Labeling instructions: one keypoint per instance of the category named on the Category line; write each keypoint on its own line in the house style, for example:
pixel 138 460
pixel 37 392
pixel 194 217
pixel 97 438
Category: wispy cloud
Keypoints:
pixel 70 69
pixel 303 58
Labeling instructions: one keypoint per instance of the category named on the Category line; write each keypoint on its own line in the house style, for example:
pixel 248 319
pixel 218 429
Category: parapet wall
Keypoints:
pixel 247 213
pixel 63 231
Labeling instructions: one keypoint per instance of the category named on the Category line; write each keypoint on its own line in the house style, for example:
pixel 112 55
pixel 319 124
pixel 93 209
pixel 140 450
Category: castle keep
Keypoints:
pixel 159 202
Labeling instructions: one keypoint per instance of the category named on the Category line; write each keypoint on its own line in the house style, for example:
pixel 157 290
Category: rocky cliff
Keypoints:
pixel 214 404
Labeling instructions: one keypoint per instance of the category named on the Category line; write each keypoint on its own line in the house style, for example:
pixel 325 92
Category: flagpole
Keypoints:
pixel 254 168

══════════════════════════════

Written instruction: Please edit the items above so that "house style" becomes "standard format" throughout, and leave every other line unchanged.

Reply:
Labeling instructions: one keypoint per instance of the category named on the Category line; write each keypoint on its own line in the standard format, for example:
pixel 138 460
pixel 37 392
pixel 194 217
pixel 97 438
Category: wispy cloud
Keypoints:
pixel 70 69
pixel 303 58
Labeling instructions: one keypoint per instance of the category named on the Category line; write each keypoint on its own line in the standard format, for example:
pixel 248 319
pixel 218 429
Category: parapet wall
Keypoints:
pixel 247 213
pixel 63 231
Labeling instructions: one keypoint per instance of the category named on the Category line; write each keypoint on its own line in the standard format, for example:
pixel 112 55
pixel 319 124
pixel 93 209
pixel 140 450
Category: castle keep
Keypoints:
pixel 159 202
Labeling instructions: one keypoint per instance of the category named on the Category line; write each keypoint on its own line in the standard format, for example:
pixel 157 290
Category: rocky cliff
Keypoints:
pixel 214 404
Labeling instructions: one keypoint per instance of the category named on the Category line; write each keypoint on its own line in the standard format, for example:
pixel 325 92
Category: flagpole
Keypoints:
pixel 254 168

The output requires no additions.